After Zero’s last topic about this ( https://mopolauta.moposite.com/viewtop ... f=4&t=9861, I decided to take the matter into my own hands. I’ve discussed this quite a lot on discord so some of you may be aware, but for the others, I wrote a framework that can compute the ranking from existing battle data. I tested it on a basic ELO formula, but I also played around with some parameters and added some modifications. The framework uses the results of the first 129,200 battles (all battles at the end of February 2018), and it computes the ranking after every single battle, for all of those battles and for all players. This enables us to readily implement many different formulas and their variations, and then compare the resultant rankings directly, eventually deciding which one we think is the most suitable.

I’m hoping to spark a constructive discussion here, in order to finally reach the desired outcome – the selection of an algorithm to implement. And a ranking will be implemented, likely on the new version of the elmaonline site that is currently under development by Kopaka.

-.-.-

■ **JOBS**
[1] In the forum post about the battle ranking framework, set down the passage that opens with the words containing "I’m hoping to" and closes with "development by Kopaka.".
[2] Answer these questions about the forum post on the battle ranking framework:
(a) How many battles' results does the framework use?
(b) What formula was the framework tested on?
(c) Who is developing the new version of the elmaonline site?
[3] How would the forum post on the battle ranking framework go on after its final sentence? Continue it from there.

(Dataset entries)

-.-.-

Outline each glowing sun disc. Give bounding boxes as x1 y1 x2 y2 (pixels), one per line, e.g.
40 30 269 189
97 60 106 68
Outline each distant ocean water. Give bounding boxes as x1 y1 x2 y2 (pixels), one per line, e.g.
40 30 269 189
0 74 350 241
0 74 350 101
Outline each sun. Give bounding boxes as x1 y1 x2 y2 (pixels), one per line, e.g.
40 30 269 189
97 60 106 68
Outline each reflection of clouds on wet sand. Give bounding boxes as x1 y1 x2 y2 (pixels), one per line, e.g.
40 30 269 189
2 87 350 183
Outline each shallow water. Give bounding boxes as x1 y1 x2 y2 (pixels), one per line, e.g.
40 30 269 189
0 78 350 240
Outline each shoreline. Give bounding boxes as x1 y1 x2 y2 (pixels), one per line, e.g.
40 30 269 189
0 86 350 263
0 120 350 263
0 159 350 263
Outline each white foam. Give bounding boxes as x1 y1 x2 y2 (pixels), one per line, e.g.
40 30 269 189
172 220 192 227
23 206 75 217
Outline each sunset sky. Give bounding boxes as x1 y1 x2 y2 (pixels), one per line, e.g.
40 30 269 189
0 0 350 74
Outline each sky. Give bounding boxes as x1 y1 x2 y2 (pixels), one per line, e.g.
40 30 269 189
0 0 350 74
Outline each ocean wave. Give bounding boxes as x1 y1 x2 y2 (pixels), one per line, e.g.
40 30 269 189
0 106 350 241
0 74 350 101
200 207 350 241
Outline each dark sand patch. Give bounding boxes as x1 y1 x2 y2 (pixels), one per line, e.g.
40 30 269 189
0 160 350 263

-.-.-

■ **ANSWERS FOR THE EXERCISE**
[1]
I’m hoping to spark a constructive discussion here, in order to finally reach the desired outcome – the selection of an algorithm to implement. And a ranking will be implemented, likely on the new version of the elmaonline site that is currently under development by Kopaka.

[2]
(a) The results of the first 129,200 battles, which were all the battles as of the end of February 2018.
(b) A basic ELO formula.
(c) Kopaka.

[3]
==========================================================================================================

I’d like to start with stating a premise that we should use to define the ranking. Note that this is not final, but merely what I believe the ranking should represent, so let it be part of the discussion.
1. The ranking should indicate how likely, statistically, players are to beat each other.
2. The ranking should be as simple as possible, allowing players to understand it easily.
I.e. if player A is more likely to beat player B than the other way around, player A should be higher in the ranking, and the more likely he is to win, the bigger their difference in ranking should be. Simplicity is also crucial. The ranking is for us, and if we don’t understand how it’s computed, it’ll have no value for us.
Note that I didn’t use the word “skill”. I think we should have come to the conclusion by now that it is not possible to accurately determine the skill of a player. I think what matters in battles though, it the likelihood of defeating someone. Hence the premise above.

==========================================================================================================

Next, I’m going to present a summary of the past discussions about the ranking (list here).
- We need a battle ranking.
- Gaining points. A player should get more points for defeating a better player. This seems to be a consensus. Points for a battle could be the sum of points given/taken for beating/losing to all the other players in the battle.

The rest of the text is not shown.